TASK DETAILS:
Look through the material below and copy exactly the lines from the line with "Target — harbor water" to the line with "Target — brown-hulled boat", those two lines included.

DATA FOR REVIEW:

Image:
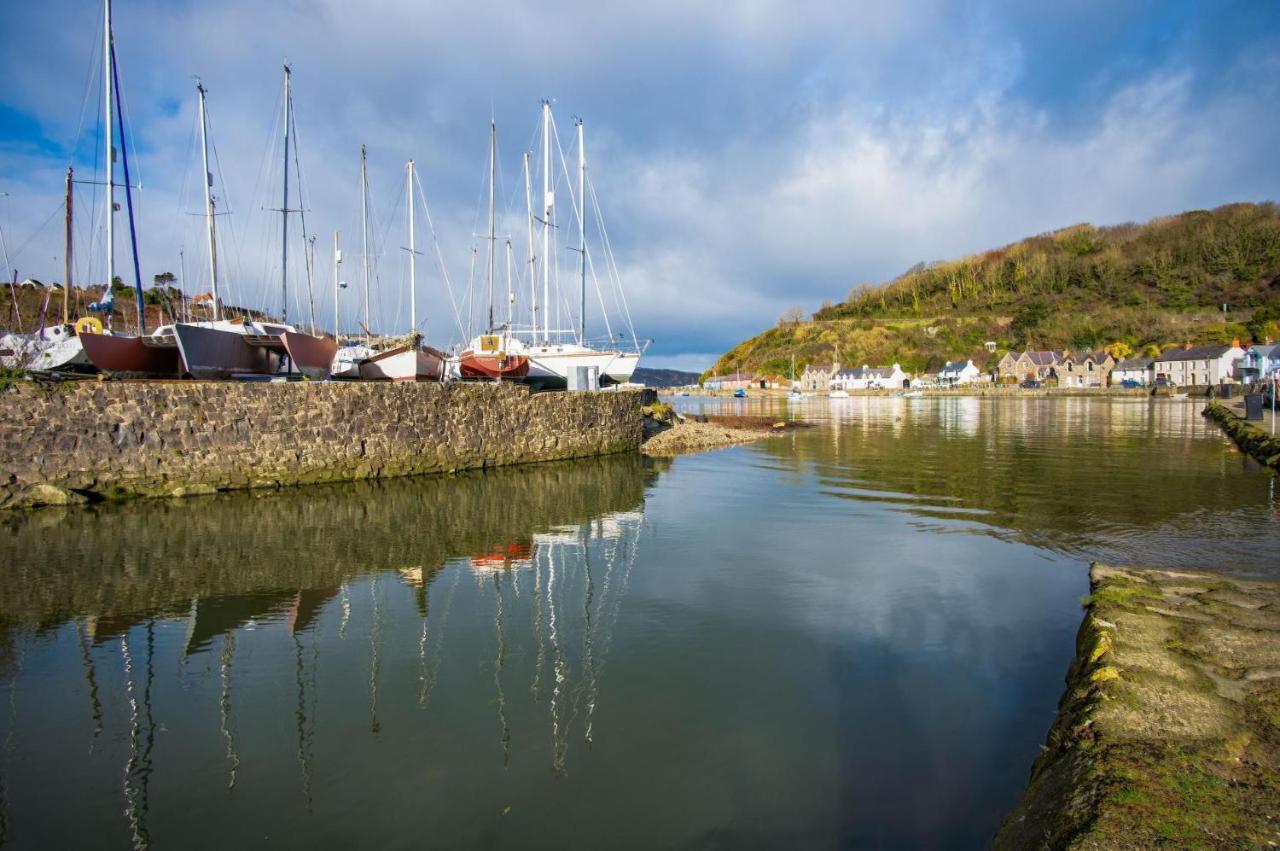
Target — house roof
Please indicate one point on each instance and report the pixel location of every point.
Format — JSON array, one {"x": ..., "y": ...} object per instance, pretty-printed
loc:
[
  {"x": 1196, "y": 353},
  {"x": 955, "y": 367},
  {"x": 867, "y": 373},
  {"x": 1097, "y": 357},
  {"x": 1043, "y": 358}
]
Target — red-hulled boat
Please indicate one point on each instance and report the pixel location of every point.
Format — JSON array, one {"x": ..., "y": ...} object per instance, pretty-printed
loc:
[{"x": 488, "y": 358}]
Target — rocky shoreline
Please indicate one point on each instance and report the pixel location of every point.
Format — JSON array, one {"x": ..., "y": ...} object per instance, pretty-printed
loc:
[
  {"x": 668, "y": 434},
  {"x": 1261, "y": 445},
  {"x": 1169, "y": 731}
]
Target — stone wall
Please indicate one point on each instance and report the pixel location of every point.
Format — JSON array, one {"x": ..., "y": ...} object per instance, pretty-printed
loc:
[{"x": 65, "y": 442}]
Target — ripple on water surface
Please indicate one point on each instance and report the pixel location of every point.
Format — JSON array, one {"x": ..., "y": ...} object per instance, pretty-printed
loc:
[{"x": 851, "y": 635}]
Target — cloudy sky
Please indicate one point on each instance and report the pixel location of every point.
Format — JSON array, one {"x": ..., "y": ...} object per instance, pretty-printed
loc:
[{"x": 746, "y": 155}]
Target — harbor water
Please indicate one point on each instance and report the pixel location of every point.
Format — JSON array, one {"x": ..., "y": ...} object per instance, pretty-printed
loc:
[{"x": 853, "y": 635}]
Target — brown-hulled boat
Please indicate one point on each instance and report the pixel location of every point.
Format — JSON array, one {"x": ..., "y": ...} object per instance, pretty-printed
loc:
[
  {"x": 312, "y": 356},
  {"x": 154, "y": 356}
]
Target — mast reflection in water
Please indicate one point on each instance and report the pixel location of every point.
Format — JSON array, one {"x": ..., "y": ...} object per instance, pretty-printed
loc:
[
  {"x": 849, "y": 636},
  {"x": 210, "y": 635}
]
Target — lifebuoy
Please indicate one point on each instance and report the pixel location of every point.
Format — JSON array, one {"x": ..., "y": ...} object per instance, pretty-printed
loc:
[{"x": 88, "y": 325}]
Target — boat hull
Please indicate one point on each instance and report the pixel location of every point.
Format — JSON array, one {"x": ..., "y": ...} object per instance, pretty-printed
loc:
[
  {"x": 132, "y": 357},
  {"x": 551, "y": 366},
  {"x": 312, "y": 356},
  {"x": 493, "y": 366},
  {"x": 403, "y": 364},
  {"x": 216, "y": 353}
]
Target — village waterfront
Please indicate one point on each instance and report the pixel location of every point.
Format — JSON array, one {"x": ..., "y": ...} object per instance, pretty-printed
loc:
[{"x": 848, "y": 635}]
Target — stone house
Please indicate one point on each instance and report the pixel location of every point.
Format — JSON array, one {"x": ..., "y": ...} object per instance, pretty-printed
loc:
[
  {"x": 1031, "y": 365},
  {"x": 735, "y": 381},
  {"x": 817, "y": 378},
  {"x": 1260, "y": 364},
  {"x": 867, "y": 378},
  {"x": 959, "y": 373},
  {"x": 1136, "y": 369},
  {"x": 1198, "y": 365},
  {"x": 1084, "y": 369}
]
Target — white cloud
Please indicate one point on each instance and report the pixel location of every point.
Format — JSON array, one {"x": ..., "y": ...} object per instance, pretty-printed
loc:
[{"x": 748, "y": 158}]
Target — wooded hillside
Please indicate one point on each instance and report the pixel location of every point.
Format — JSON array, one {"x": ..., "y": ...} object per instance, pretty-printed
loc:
[{"x": 1128, "y": 287}]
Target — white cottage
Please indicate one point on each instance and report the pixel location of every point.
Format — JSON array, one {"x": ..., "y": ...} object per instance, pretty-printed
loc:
[
  {"x": 867, "y": 378},
  {"x": 1134, "y": 369},
  {"x": 1198, "y": 366},
  {"x": 959, "y": 373}
]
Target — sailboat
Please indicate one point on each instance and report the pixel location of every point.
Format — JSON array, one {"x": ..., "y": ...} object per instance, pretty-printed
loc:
[
  {"x": 554, "y": 353},
  {"x": 51, "y": 348},
  {"x": 411, "y": 361},
  {"x": 227, "y": 348},
  {"x": 147, "y": 355},
  {"x": 490, "y": 355}
]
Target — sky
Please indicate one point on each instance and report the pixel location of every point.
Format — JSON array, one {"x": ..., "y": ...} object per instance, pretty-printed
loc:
[{"x": 746, "y": 156}]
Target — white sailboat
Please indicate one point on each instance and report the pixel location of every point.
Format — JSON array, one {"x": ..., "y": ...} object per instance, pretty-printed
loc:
[
  {"x": 556, "y": 353},
  {"x": 412, "y": 361},
  {"x": 225, "y": 348}
]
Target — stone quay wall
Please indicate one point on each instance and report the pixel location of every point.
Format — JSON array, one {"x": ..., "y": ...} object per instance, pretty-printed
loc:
[{"x": 72, "y": 442}]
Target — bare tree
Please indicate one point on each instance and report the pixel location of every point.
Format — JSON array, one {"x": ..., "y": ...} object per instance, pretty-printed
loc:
[{"x": 792, "y": 315}]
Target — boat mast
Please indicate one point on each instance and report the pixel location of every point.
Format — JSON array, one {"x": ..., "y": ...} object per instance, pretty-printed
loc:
[
  {"x": 493, "y": 245},
  {"x": 284, "y": 205},
  {"x": 412, "y": 264},
  {"x": 511, "y": 293},
  {"x": 67, "y": 255},
  {"x": 533, "y": 256},
  {"x": 364, "y": 229},
  {"x": 337, "y": 273},
  {"x": 548, "y": 204},
  {"x": 581, "y": 230},
  {"x": 209, "y": 198},
  {"x": 110, "y": 147}
]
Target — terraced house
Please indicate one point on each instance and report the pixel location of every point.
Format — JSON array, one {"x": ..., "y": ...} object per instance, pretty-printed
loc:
[
  {"x": 1028, "y": 366},
  {"x": 817, "y": 376},
  {"x": 1086, "y": 369},
  {"x": 868, "y": 378},
  {"x": 1198, "y": 365}
]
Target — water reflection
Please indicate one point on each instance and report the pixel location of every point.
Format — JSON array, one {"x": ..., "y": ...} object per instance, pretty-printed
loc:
[
  {"x": 1123, "y": 480},
  {"x": 287, "y": 608}
]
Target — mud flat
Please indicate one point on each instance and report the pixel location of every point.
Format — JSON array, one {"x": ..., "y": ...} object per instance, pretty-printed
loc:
[
  {"x": 667, "y": 434},
  {"x": 1261, "y": 445},
  {"x": 1169, "y": 731}
]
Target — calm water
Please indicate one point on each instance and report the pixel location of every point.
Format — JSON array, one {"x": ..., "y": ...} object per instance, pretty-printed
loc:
[{"x": 850, "y": 636}]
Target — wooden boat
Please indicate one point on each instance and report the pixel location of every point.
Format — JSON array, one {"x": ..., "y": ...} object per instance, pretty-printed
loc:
[
  {"x": 403, "y": 364},
  {"x": 223, "y": 349},
  {"x": 312, "y": 356},
  {"x": 499, "y": 365},
  {"x": 147, "y": 356}
]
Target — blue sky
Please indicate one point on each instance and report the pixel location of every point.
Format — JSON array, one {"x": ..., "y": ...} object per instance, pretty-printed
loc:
[{"x": 748, "y": 156}]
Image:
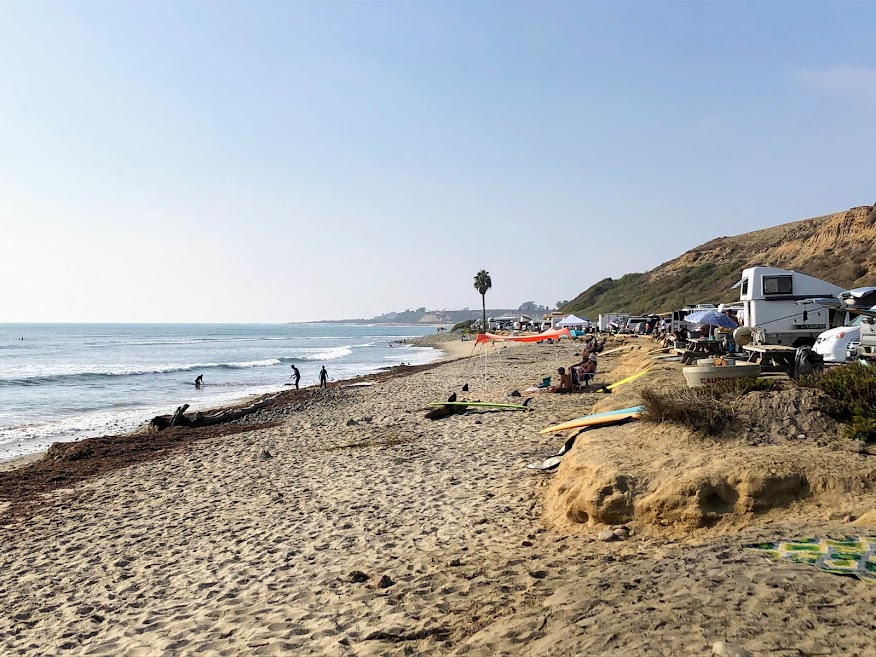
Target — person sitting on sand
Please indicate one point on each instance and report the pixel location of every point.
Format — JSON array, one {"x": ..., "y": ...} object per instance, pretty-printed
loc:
[
  {"x": 583, "y": 372},
  {"x": 565, "y": 381}
]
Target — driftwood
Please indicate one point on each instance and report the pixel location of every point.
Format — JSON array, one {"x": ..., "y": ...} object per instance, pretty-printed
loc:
[
  {"x": 180, "y": 419},
  {"x": 178, "y": 415}
]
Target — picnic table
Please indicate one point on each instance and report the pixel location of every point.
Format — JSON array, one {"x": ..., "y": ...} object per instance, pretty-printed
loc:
[{"x": 772, "y": 357}]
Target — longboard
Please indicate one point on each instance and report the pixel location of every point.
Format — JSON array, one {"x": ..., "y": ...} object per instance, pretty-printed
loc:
[
  {"x": 628, "y": 379},
  {"x": 481, "y": 404},
  {"x": 595, "y": 420},
  {"x": 616, "y": 349}
]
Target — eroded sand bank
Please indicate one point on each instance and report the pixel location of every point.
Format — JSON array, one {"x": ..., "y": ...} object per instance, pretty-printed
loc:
[{"x": 249, "y": 544}]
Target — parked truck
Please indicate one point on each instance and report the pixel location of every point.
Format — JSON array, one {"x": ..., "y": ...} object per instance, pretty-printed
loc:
[
  {"x": 777, "y": 307},
  {"x": 618, "y": 319},
  {"x": 862, "y": 301}
]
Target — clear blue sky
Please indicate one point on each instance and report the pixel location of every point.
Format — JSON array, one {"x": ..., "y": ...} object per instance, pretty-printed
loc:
[{"x": 270, "y": 162}]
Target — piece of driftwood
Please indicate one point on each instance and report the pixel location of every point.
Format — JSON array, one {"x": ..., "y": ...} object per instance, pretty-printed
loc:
[
  {"x": 180, "y": 419},
  {"x": 178, "y": 415}
]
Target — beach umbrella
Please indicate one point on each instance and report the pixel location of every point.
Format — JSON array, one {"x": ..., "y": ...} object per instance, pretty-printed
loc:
[{"x": 712, "y": 317}]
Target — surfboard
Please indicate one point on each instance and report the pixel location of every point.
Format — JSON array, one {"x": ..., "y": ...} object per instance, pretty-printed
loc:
[
  {"x": 547, "y": 464},
  {"x": 480, "y": 404},
  {"x": 596, "y": 420},
  {"x": 628, "y": 379},
  {"x": 616, "y": 349}
]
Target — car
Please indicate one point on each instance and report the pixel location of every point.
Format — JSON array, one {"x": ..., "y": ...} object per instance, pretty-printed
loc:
[{"x": 833, "y": 344}]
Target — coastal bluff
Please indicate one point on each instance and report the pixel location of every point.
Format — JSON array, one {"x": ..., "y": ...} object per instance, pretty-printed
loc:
[
  {"x": 840, "y": 248},
  {"x": 783, "y": 456}
]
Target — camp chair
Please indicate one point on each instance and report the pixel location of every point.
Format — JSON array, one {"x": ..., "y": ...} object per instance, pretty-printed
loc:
[{"x": 580, "y": 378}]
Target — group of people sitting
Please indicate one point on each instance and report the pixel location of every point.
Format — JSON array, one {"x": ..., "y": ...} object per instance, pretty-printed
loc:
[{"x": 580, "y": 374}]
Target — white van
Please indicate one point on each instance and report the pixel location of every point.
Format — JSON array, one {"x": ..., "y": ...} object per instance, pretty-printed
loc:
[
  {"x": 833, "y": 344},
  {"x": 775, "y": 307}
]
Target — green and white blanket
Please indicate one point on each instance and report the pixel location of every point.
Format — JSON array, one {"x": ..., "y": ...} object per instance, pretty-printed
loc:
[{"x": 855, "y": 555}]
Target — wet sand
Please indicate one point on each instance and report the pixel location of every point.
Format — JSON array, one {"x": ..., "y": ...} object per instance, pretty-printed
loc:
[{"x": 255, "y": 543}]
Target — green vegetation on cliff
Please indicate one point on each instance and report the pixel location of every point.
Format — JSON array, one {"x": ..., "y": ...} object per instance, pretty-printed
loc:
[{"x": 840, "y": 248}]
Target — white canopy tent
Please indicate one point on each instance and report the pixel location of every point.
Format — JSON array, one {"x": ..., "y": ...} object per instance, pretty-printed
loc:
[{"x": 573, "y": 320}]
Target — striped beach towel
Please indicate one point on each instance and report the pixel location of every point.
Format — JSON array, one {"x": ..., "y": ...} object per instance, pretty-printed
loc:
[{"x": 851, "y": 555}]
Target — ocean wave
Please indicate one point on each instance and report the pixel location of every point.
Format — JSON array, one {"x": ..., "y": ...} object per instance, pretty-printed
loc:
[{"x": 80, "y": 376}]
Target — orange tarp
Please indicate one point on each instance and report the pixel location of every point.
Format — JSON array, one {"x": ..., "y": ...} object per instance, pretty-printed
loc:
[{"x": 556, "y": 334}]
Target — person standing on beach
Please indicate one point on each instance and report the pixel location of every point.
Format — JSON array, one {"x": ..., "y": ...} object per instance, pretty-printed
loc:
[{"x": 296, "y": 376}]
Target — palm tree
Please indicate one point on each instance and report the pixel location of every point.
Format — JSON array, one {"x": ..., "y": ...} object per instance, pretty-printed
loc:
[{"x": 482, "y": 284}]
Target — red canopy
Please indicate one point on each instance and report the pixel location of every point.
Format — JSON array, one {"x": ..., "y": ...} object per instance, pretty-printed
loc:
[{"x": 555, "y": 334}]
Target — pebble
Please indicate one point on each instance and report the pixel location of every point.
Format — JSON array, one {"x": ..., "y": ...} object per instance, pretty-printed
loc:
[
  {"x": 724, "y": 649},
  {"x": 382, "y": 582}
]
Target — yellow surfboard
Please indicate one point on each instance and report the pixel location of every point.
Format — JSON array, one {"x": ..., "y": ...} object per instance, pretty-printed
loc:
[
  {"x": 626, "y": 346},
  {"x": 593, "y": 420},
  {"x": 628, "y": 379}
]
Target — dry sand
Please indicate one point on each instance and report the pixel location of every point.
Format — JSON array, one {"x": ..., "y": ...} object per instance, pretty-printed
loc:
[{"x": 245, "y": 545}]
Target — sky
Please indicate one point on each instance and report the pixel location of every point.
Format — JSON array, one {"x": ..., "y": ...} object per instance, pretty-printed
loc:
[{"x": 292, "y": 161}]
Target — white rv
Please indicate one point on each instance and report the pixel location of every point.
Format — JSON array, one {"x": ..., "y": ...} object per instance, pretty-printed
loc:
[
  {"x": 619, "y": 319},
  {"x": 769, "y": 299}
]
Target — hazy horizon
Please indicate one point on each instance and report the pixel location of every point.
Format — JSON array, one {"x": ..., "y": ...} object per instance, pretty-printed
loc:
[{"x": 289, "y": 162}]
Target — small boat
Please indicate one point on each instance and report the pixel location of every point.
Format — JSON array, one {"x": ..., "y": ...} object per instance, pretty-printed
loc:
[{"x": 706, "y": 373}]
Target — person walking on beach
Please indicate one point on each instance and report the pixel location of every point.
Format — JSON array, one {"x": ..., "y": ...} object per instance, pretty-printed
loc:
[{"x": 296, "y": 376}]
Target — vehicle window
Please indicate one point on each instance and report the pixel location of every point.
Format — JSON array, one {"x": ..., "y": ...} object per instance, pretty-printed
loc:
[{"x": 777, "y": 285}]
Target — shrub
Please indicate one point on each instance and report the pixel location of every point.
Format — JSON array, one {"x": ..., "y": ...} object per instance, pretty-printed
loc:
[
  {"x": 862, "y": 428},
  {"x": 700, "y": 409},
  {"x": 852, "y": 388},
  {"x": 708, "y": 410},
  {"x": 740, "y": 387}
]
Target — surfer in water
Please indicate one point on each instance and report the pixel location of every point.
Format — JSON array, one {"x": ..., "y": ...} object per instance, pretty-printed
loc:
[{"x": 296, "y": 376}]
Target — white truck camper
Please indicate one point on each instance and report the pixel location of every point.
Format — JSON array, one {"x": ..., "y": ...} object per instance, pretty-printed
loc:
[
  {"x": 771, "y": 308},
  {"x": 604, "y": 320}
]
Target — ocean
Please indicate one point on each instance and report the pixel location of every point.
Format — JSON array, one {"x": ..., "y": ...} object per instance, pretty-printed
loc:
[{"x": 62, "y": 382}]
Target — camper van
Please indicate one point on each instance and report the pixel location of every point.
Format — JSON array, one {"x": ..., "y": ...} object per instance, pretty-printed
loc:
[
  {"x": 769, "y": 297},
  {"x": 833, "y": 344},
  {"x": 864, "y": 299},
  {"x": 618, "y": 319}
]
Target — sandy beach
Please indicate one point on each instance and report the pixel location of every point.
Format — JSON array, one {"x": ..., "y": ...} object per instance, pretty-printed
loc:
[{"x": 348, "y": 523}]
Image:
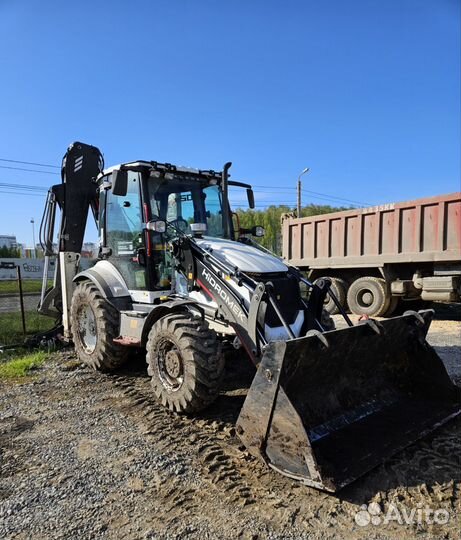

SOLVED EXERCISE:
Target — harbor water
Please indicate one point on each instance and report the pixel location of every point.
Format — JSON array, one {"x": ..., "y": ...} object per instance, pretty-printed
loc:
[{"x": 853, "y": 635}]
Target — brown-hulled boat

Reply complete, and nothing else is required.